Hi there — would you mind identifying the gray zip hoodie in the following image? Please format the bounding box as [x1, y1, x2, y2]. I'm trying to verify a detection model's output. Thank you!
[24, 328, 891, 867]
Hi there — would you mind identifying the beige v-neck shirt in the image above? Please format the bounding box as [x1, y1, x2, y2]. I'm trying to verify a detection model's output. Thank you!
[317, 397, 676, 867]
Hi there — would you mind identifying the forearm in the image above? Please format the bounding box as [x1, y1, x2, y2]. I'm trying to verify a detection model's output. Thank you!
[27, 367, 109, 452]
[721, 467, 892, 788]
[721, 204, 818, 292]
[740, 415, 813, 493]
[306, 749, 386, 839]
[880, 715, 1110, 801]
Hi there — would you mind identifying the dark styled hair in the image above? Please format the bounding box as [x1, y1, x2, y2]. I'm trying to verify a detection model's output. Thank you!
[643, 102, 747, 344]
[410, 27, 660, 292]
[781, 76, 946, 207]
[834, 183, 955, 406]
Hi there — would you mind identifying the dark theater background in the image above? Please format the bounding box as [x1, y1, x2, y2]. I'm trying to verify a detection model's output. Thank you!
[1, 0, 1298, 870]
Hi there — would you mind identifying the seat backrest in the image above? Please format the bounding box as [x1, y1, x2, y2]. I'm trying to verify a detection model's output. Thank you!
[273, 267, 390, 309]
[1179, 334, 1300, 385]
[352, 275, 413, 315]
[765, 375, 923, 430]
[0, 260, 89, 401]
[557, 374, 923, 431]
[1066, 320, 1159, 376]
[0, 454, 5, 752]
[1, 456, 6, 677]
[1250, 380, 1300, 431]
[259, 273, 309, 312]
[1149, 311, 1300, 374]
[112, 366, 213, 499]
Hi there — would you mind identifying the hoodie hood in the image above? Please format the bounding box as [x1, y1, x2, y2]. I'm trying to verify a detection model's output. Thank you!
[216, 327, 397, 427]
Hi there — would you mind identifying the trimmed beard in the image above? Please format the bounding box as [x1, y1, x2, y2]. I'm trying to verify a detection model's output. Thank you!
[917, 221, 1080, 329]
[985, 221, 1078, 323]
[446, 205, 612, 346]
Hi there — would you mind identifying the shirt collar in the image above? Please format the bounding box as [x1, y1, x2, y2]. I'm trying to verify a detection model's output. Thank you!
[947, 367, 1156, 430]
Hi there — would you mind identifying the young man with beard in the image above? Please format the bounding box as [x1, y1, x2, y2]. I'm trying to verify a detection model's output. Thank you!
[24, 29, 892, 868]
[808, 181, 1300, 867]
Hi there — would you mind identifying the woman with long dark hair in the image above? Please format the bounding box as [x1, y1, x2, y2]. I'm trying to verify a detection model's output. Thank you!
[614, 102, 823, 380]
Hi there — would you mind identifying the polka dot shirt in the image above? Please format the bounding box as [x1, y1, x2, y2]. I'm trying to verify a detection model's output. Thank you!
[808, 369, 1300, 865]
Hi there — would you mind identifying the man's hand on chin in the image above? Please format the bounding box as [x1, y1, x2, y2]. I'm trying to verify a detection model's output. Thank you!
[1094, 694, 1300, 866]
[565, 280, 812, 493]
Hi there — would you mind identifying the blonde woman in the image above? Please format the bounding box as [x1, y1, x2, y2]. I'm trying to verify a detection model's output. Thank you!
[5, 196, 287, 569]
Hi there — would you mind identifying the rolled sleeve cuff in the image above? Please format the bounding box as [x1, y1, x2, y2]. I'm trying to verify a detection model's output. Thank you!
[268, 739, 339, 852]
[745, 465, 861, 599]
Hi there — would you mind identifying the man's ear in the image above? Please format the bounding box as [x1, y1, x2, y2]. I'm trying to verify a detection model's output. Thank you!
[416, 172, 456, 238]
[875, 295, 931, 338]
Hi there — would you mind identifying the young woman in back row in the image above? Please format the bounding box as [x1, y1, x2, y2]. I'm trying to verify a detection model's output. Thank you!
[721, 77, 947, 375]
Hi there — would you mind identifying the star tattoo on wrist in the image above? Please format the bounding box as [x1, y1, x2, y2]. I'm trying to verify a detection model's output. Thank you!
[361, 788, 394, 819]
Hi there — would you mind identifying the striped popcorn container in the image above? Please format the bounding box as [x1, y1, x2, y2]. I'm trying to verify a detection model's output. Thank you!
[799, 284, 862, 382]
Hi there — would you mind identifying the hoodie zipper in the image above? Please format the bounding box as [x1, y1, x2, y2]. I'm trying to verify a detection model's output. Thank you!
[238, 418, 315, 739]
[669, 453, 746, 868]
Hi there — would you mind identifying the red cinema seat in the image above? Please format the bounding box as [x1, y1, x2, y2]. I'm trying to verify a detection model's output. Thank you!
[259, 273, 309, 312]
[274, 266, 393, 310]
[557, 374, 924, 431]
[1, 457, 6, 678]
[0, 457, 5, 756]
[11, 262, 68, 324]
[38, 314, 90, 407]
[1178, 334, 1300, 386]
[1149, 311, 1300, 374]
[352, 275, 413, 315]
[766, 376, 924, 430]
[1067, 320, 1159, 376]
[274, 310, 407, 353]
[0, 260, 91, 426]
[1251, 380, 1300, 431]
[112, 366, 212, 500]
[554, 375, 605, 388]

◆ **WHAT THE TASK REQUIRES**: Return the listing exactly as it was given to you, with every line intact.

◆ **EXERCISE SOLUTION**:
Hi there — would you mind identifying the gray zip hoodie in the following image? Please format the bounding box as [x1, y1, x2, y2]. I'm trying to verify a detection model's output. Thank you!
[24, 328, 891, 867]
Hi there — would you mind identifying the beige v-neck shirt in the image above? Please format the bounding box as [x1, y1, x2, y2]. I'm trying to verify a detection model's output. Thank you!
[317, 397, 676, 867]
Hi there — would you mind identifying the forearm in the image above? Please format the bounding box as [x1, y1, x2, y2]. I'm trying to verify a detection model's output. Thank you!
[27, 367, 109, 452]
[721, 467, 892, 788]
[721, 204, 818, 292]
[740, 415, 813, 493]
[306, 749, 386, 839]
[880, 715, 1110, 801]
Hi there — would you mind identifying the dark styled hair in the image above? Please format the bounding box as [x1, y1, x2, y2]. I'm trying to verify a detection model's output. Thank you!
[643, 102, 747, 344]
[410, 27, 660, 292]
[781, 76, 946, 207]
[834, 183, 955, 406]
Hi there — would you mind identifying the dark theater background in the image above? Please format the bounding box as [x1, y1, x2, y2]. I'm trying to verify a detection model's output. Thank you!
[1, 0, 1298, 870]
Hi there — would you mind identifying the seat backrest in the image above? Please format the bounding box as [x1, y1, x2, y2]. I'm trying to verify a detection model's output. Thank you!
[273, 267, 390, 309]
[1179, 334, 1300, 385]
[352, 275, 413, 315]
[765, 375, 923, 430]
[0, 260, 89, 401]
[557, 374, 923, 431]
[1066, 320, 1159, 376]
[0, 454, 5, 752]
[1, 456, 6, 677]
[1250, 380, 1300, 431]
[259, 273, 309, 312]
[1149, 311, 1300, 374]
[112, 366, 213, 499]
Hi there — would you mind identifying the hoodie hood in the image above? Please format the bounding box as [x1, y1, x2, y2]. I'm trying to verify a detection model's output. Thank you!
[216, 327, 397, 427]
Hi there — would you mind identifying the trimmed beard in the image above? Please format the bounding box as [x1, y1, x2, y2]. I'm trying to verify a detection model's output. Thank you!
[917, 221, 1080, 329]
[985, 221, 1078, 323]
[446, 205, 612, 346]
Hi there — would you mind identifying the shirt collar in the image above? Please format the bounding box as [x1, y1, x2, y2]. I'm trying to verify a detection model's output. Thank you!
[947, 367, 1156, 430]
Hi there — would you mind identifying the young man with beard in the image above? Please format the bounding box as [x1, y1, x2, y2]. I'm trying to verify a detection model's output. Thank you!
[24, 29, 892, 868]
[808, 181, 1300, 867]
Hi there — would you mind identifying the woman with long dark hair in the image above? Please format the bounding box as [x1, y1, x2, y2]. I'm trying to verify a detection model's output. Thank you!
[614, 102, 823, 380]
Hi there — would you mind identifying the polka dot shirt in the image above? Please format the bounding box as [x1, y1, x2, y2]. I'm trying to verify a detection model's output. Thank you!
[808, 369, 1300, 865]
Hi there — would you mind identifying the man's hand on chin in the image above? Please format the bounding box as [x1, y1, x2, y2]. I'm trying to verify a detection model's output. Thank you!
[1094, 694, 1300, 866]
[565, 280, 812, 493]
Hi there — would you mind identifying the blonde woman in the image above? Please format the bounding box as [x1, y1, x2, y2]. I'm trying to verify a detection model's output. Thank you!
[5, 196, 287, 569]
Hi there — would you mind identifying the rolled sleeve cuff in the image above? Please format the bounding box as [x1, y1, x2, y2]. I'm trying to verify a detection model's output. Thank you!
[268, 739, 339, 852]
[745, 465, 861, 599]
Hi there — would you mind identifying the man's ear in the image above? Please format the bounding box as [x1, y1, x2, y2]. I'm trying to verify a detection model's output. Thank you!
[416, 172, 456, 238]
[875, 295, 931, 338]
Hi there — would you mind identifying the young woman in back row in the image above? Please format the bounding box as [x1, y1, x2, y2]. I'm trying to verify a detection model's output. Thank you!
[721, 77, 947, 375]
Hi there — would you mind identifying the star tattoo on wrist in the image above? Please format the bounding box as [x1, y1, x2, y2]. I'm trying to verify a detection model's output. Thank you!
[361, 788, 394, 819]
Hi there — would you mind identifying the striped popcorn container in the image above? Please format the bounding box as [x1, y1, x2, y2]. I'm trying to verify a detection model's output. Thank you!
[799, 284, 862, 382]
Hi there — would you mind identifying the hoodie zipper in the image above? Please format the bounding box as [x1, y1, x2, y2]. I'm trying to verify a detection model's output. Thank you!
[238, 418, 315, 739]
[669, 453, 746, 868]
Hi there — would you mind identifying the red cinema seat in the image above? Please format the bounding box as [x1, y1, x2, y2]. I'm trying to verify a detection model's output. Thank you!
[259, 273, 309, 312]
[274, 266, 393, 310]
[557, 374, 924, 431]
[1, 457, 6, 678]
[0, 457, 5, 756]
[11, 262, 68, 324]
[38, 314, 90, 407]
[1178, 334, 1300, 386]
[1149, 311, 1300, 374]
[352, 275, 413, 315]
[766, 376, 924, 430]
[1067, 320, 1159, 376]
[274, 310, 407, 353]
[0, 260, 91, 426]
[1251, 380, 1300, 431]
[112, 366, 212, 500]
[554, 375, 605, 388]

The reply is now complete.